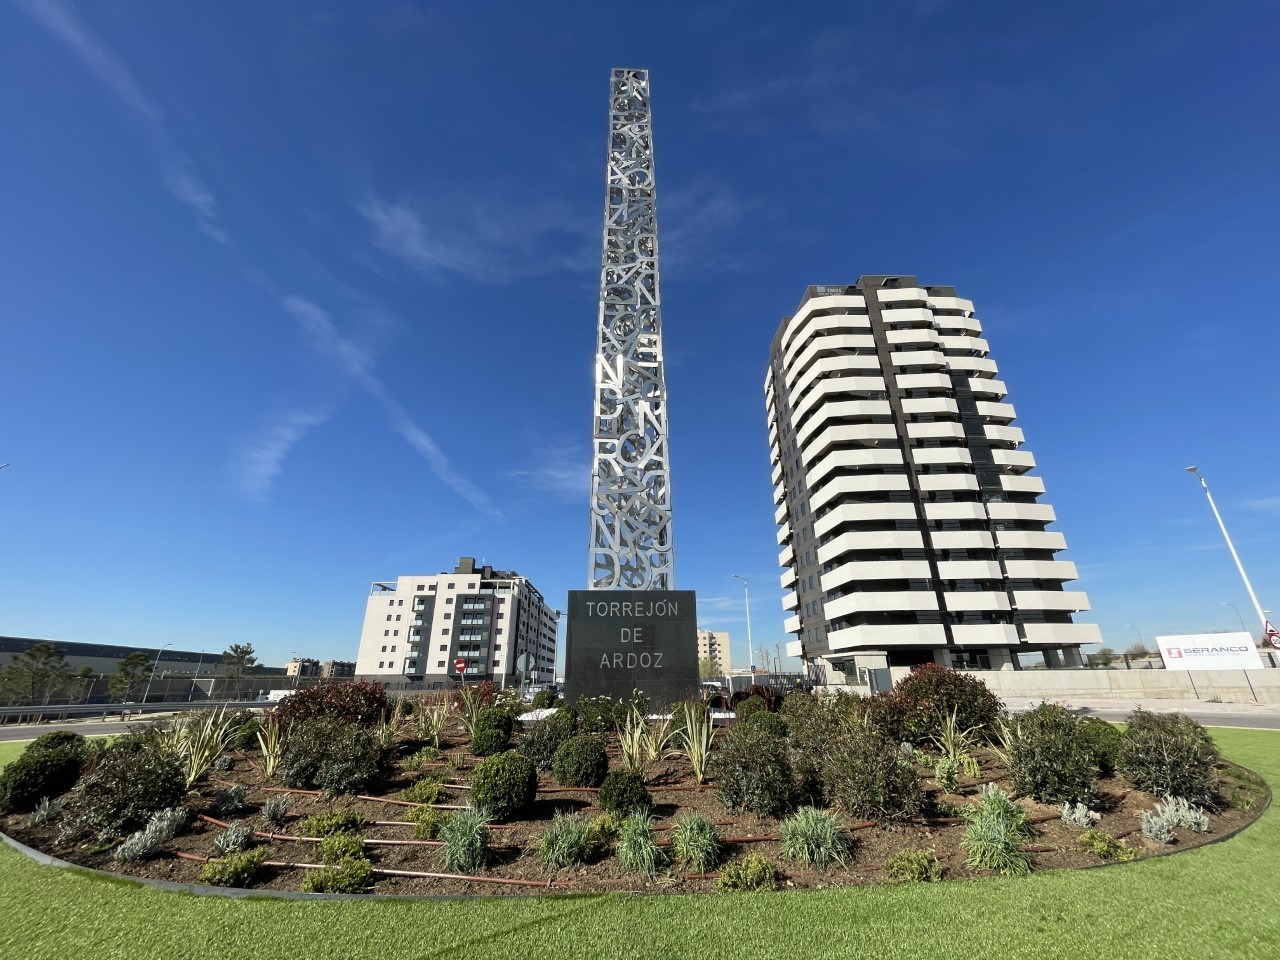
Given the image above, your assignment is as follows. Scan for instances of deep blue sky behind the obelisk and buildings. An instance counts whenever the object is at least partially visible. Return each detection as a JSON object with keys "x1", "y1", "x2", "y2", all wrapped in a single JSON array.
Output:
[{"x1": 0, "y1": 0, "x2": 1280, "y2": 663}]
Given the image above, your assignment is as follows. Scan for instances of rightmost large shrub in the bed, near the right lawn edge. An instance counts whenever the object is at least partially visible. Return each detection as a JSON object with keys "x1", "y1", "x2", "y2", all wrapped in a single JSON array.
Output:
[{"x1": 1116, "y1": 709, "x2": 1221, "y2": 804}]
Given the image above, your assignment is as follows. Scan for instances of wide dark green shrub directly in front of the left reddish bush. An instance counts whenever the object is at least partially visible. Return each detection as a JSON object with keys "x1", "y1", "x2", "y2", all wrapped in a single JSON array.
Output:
[{"x1": 280, "y1": 716, "x2": 387, "y2": 794}]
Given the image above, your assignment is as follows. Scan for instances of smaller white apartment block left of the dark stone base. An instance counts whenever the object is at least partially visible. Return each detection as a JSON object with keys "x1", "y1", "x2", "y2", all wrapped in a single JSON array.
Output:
[{"x1": 356, "y1": 557, "x2": 558, "y2": 690}]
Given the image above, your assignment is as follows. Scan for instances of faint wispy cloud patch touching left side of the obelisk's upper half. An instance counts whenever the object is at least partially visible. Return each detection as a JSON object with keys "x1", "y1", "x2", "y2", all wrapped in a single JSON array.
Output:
[{"x1": 356, "y1": 195, "x2": 599, "y2": 284}]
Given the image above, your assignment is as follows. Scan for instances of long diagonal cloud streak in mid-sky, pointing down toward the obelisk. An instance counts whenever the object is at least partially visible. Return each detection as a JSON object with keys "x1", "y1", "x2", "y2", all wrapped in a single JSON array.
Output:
[{"x1": 283, "y1": 296, "x2": 502, "y2": 517}]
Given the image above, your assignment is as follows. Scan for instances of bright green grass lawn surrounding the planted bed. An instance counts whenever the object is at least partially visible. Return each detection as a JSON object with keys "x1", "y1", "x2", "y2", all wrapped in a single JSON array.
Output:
[{"x1": 0, "y1": 728, "x2": 1280, "y2": 960}]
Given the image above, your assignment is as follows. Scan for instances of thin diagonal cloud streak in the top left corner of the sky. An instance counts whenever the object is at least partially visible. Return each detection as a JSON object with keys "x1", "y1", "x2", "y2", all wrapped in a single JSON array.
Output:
[{"x1": 15, "y1": 0, "x2": 229, "y2": 244}]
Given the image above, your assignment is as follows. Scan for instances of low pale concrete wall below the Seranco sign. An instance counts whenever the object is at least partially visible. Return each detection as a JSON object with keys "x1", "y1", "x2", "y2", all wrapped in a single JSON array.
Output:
[{"x1": 957, "y1": 669, "x2": 1280, "y2": 704}]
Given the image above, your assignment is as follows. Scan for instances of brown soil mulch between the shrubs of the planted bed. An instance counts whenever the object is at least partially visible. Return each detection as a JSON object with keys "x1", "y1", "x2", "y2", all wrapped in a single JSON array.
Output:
[{"x1": 0, "y1": 742, "x2": 1268, "y2": 896}]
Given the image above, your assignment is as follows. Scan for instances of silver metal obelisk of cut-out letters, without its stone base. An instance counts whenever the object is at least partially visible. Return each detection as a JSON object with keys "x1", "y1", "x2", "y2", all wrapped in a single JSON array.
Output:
[{"x1": 588, "y1": 69, "x2": 675, "y2": 590}]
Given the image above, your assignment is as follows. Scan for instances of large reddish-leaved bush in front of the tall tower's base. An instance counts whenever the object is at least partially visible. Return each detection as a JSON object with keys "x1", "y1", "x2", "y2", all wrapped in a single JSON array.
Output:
[{"x1": 870, "y1": 663, "x2": 1001, "y2": 744}]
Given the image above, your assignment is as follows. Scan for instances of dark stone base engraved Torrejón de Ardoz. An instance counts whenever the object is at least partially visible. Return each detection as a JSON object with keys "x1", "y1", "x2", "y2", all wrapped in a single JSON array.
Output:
[{"x1": 564, "y1": 590, "x2": 698, "y2": 707}]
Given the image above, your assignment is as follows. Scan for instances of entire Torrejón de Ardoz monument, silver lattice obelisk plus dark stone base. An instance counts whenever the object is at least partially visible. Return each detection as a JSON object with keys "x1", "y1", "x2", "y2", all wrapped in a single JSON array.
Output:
[{"x1": 564, "y1": 69, "x2": 698, "y2": 705}]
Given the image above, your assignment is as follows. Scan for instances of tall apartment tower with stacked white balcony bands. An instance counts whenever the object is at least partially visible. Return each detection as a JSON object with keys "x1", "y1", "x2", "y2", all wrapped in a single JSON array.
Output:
[{"x1": 764, "y1": 276, "x2": 1101, "y2": 682}]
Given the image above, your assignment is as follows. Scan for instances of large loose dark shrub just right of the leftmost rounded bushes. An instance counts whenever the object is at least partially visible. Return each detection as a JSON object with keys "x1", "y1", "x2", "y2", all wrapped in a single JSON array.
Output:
[{"x1": 76, "y1": 736, "x2": 187, "y2": 836}]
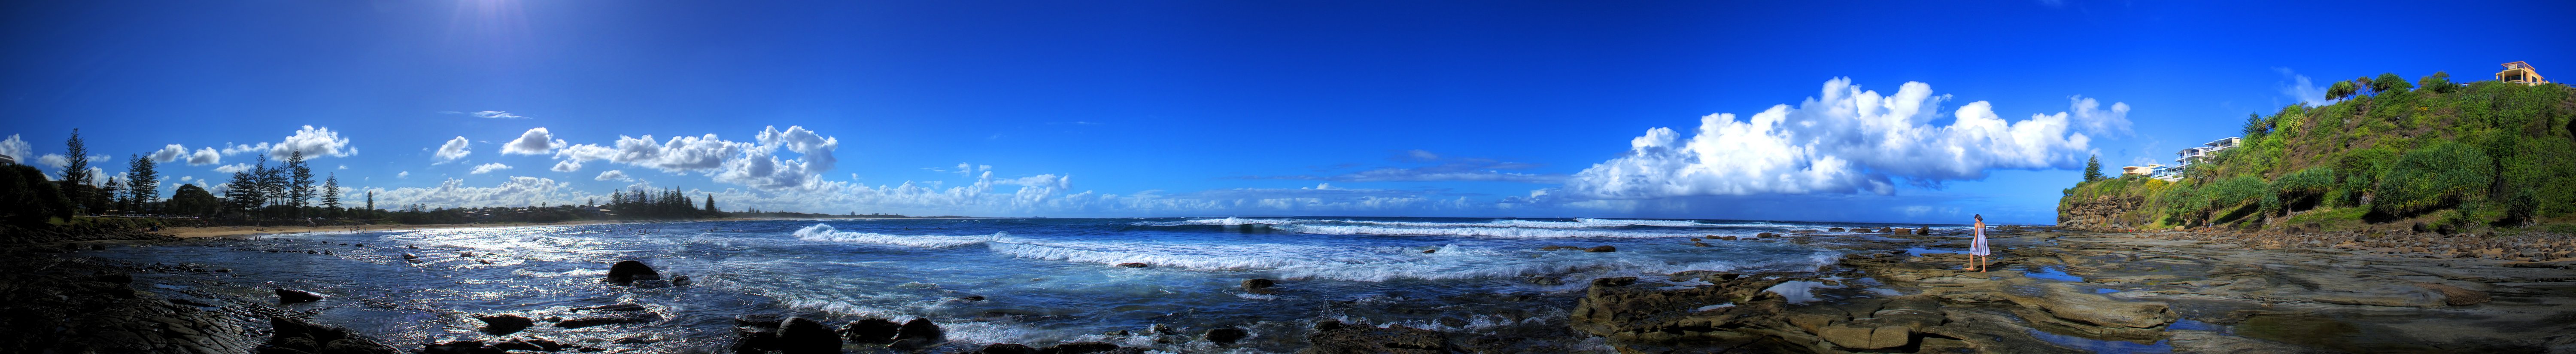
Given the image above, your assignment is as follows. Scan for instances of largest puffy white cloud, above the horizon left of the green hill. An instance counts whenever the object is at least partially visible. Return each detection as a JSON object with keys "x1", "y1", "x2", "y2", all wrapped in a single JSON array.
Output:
[{"x1": 1546, "y1": 77, "x2": 2128, "y2": 199}]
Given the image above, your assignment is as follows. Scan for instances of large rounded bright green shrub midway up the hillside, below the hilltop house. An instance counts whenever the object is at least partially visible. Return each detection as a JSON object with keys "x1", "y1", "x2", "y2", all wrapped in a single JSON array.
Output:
[{"x1": 2370, "y1": 142, "x2": 2496, "y2": 214}]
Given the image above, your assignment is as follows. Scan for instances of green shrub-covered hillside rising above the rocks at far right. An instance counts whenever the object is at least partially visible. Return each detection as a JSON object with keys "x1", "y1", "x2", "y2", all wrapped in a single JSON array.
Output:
[{"x1": 2058, "y1": 75, "x2": 2576, "y2": 232}]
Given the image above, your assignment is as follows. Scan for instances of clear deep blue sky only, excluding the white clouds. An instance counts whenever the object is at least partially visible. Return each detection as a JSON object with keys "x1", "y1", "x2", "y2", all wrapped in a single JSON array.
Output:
[{"x1": 0, "y1": 0, "x2": 2576, "y2": 222}]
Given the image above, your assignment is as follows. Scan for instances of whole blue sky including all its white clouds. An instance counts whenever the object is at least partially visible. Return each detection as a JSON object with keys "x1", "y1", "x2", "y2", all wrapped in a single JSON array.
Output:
[{"x1": 0, "y1": 0, "x2": 2576, "y2": 222}]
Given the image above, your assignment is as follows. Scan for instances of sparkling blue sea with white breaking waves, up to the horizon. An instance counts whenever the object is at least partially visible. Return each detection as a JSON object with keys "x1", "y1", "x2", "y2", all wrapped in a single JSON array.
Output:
[{"x1": 90, "y1": 217, "x2": 1937, "y2": 351}]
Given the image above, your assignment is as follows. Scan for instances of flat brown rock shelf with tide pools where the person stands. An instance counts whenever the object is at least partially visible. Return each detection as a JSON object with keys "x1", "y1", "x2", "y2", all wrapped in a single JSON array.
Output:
[{"x1": 1571, "y1": 230, "x2": 2576, "y2": 354}]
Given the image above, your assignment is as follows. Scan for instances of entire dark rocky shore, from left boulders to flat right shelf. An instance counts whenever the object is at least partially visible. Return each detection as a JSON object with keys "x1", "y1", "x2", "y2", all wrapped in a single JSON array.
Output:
[{"x1": 0, "y1": 227, "x2": 2576, "y2": 354}]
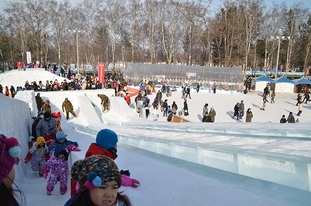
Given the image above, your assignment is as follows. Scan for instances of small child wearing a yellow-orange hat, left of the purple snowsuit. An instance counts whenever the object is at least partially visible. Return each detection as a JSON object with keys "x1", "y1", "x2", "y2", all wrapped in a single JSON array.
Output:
[{"x1": 25, "y1": 137, "x2": 50, "y2": 177}]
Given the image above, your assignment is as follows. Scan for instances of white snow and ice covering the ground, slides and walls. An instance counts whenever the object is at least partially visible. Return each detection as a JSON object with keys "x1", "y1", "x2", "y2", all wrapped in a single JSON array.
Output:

=-=-=-=-=

Task instructions:
In the entries above, identify every line with the word "stone". Copy those lines.

Task solution:
Given the image above, your assignment is as follows. Scan for instances of smaller white apartment block left of the dark stone base. An instance counts whenever the object is at least partially visible. Return each detection as a JSON object with keys "x1", "y1", "x2", "y2", all wrapped in a single JSON array.
Given the image above, your assignment is as follows. Scan for instances of silver metal obelisk of cut-out letters, without its stone base. An instance counts whenever the object is at least partially visible. Return each detection as a JSON object with keys "x1", "y1", "x2", "y2", all wrapped in a single JSON array.
Given the image above, your assignment is as follows. Scan for instances of dark stone base engraved Torrejón de Ardoz. An instance counts whenever the object is at least partially visible. Return each detection as a JSON object with keys "x1", "y1", "x2", "y2", all wrapped in a single JSON array.
Given the image above, your assignment is as follows. Scan for instances of entire Torrejón de Ardoz monument, silver lattice obelisk plus dark stone base. An instance counts whenever the object is at least partially visible. Return each detection as a JSON object with keys "x1", "y1", "x2", "y2", all wrapped in a single JSON array.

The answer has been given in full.